24) Section 12a) of the Act 105/1990 Coll. (Citizens Private Enterprise, as amended by the Act 219/1991 Coll.), Section 10 of the Act of the National Assembly of the Slovak Republic No. 181/1995 Coll.
25) Act 455/1991 Coll., as later amended.
26) e.g. Act 95/2002 Coll. (Insurance Business Act, which also amends other legislation, as amended by the Act 430/2003 Coll.), Act of the Slovak National Council 10/1992 Coll. (Private Veterinary Surgeons Act and the Slovak Veterinary Chamber Act, as amended by the Act 337/1998 Coll.), Act 466/2002 Coll. (Auditors and the Slovak Chamber of Auditors Act), Act of the Slovak National Council 78/1992 Coll. (Tax Advisers and the Slovak Tax Advisers Chamber Act, , as later amended), Act of the Slovak National Council 323/1992 Coll. (Notaries and Notarial Regulations Act, as later amended).
27) e.g. Act 527/1990 Coll. (Inventions, Industrial Designs and Proposals for Innovations Act, as later amended), Act 383/1997 Coll. (Copyright Act, which amended the Customs Act, as later amended by the Act 234/2000 Coll.).
28) e.g. Act 328/1991 Coll., as later amended, Section 58 of the Act 195/1998 Coll. (Social Assistance Act, as later amended).

> WORKING DATA:
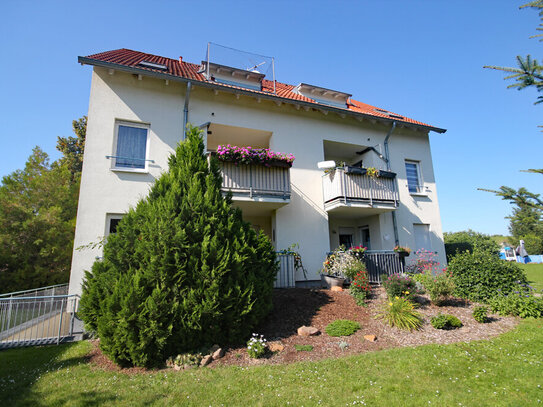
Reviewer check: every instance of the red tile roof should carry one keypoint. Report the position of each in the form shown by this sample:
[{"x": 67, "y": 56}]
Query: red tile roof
[{"x": 179, "y": 68}]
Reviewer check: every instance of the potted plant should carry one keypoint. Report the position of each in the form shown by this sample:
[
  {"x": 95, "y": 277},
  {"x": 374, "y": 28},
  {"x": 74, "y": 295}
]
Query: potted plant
[{"x": 402, "y": 251}]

> PROBLEMS TO WORK ON:
A – Can you give back the listing lines from the one with "Reviewer check: every instance of the potted" through the end of the listing, with "potted plant" changed to "house plant" and nothing else altered?
B – Can you continue the footnotes on Slovak legislation from where they stop?
The footnotes on Slovak legislation and the listing are unrelated to each other.

> OUTPUTS FOR THE TASKS:
A –
Reviewer check: every instance of the house plant should carry one keypoint. Report the position of each in the form shown by this sample:
[
  {"x": 95, "y": 277},
  {"x": 374, "y": 28},
  {"x": 74, "y": 295}
]
Query: house plant
[{"x": 402, "y": 251}]

B –
29) Act 36/1967 Coll. (Appraisers and Translators Act, as amended by the Act 238/2000 Coll.).
30) Sections 476 through 488 of the Commercial Code.
31) Section 82 of the Commercial Code.
32) Section 100 of the Commercial Code.
33) Annex 1 to the Act 455/1991 Coll., as later amended.
34) Section 45 of the Act of the Slovak National Council 511/1992 Coll. (Tax and Fees Management and on Changes to the System of Local Financial Authorities Act, as later amended).
Section 7
Income Derived from Capital
(1) Unless such income falls under Section 6 subsection 1d) above, the income derived from capital shall include:
a) interest and other income derived from securities,
b) interest, winnings, and other income from passbook deposits, including interest accrued on term deposit accounts and current accounts, other than interest referred to in Section 6 subsection 5b) above,
c) interest and other income derived from credits and loans, which were extended by the taxable party, and interest accruing on contributions wholly paid-up by partners of general commercial partnerships at the agreed upon rate,
d) payments made under supplementary pension insurance schemes according to special legislation,35) and payments made under old-age pension insurance schemes,
e) indemnities paid under insurance policies for the attainment of a certain age; the same treatment shall apply to non-recurring settlement and severance payments paid in case of anticipated termination of the insurance coverage,
f) income derived from bills of exchange and promissory notes, other than proceeds from the sale thereof.
(2) The income derived from capital shall also include any income accruing on the maturity date of a security as a difference between the nominal value of the security and its issue price. If securities are redeemed before their maturity, the redemption price shall be substituted for the nominal value.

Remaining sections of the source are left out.